=== Problem statement ===
In the data, find the word "size" and copy out every line that has it.

= = =

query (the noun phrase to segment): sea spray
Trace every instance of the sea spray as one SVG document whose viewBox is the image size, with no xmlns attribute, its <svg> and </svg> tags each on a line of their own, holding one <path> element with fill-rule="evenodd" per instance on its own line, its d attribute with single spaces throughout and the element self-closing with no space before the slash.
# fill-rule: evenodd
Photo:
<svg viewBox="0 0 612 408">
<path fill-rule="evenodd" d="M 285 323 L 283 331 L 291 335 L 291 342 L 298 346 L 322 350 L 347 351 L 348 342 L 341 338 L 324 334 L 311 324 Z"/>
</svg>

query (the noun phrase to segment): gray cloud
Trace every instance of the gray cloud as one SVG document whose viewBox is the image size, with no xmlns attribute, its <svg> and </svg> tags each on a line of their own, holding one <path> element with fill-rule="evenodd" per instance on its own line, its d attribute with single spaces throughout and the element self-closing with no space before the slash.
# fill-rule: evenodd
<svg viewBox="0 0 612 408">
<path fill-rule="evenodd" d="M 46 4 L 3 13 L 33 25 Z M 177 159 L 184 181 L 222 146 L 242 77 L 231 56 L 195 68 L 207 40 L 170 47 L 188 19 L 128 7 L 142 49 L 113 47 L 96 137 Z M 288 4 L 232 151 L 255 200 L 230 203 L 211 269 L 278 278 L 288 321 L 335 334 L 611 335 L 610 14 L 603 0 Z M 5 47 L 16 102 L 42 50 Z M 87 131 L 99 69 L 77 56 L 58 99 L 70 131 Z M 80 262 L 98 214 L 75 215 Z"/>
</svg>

= = =

=== Solution to the problem ===
Trace every instance of the sea spray as one SVG document whose viewBox is the image size, with no xmlns attribute, its <svg> and </svg> tags each on a line of their own, holding one <path> element with fill-rule="evenodd" per instance on its own line, its d attribute with single spaces throughout and the element self-closing with no space before the slash.
Trace every instance of the gray cloud as one SVG document whose viewBox is the image size, with no xmlns attribute, its <svg> and </svg> tags each on a line of their own, holding one <path> element with fill-rule="evenodd" per instance on its own line, its d attribute with single spaces throughout and the element self-closing with no space before the slash.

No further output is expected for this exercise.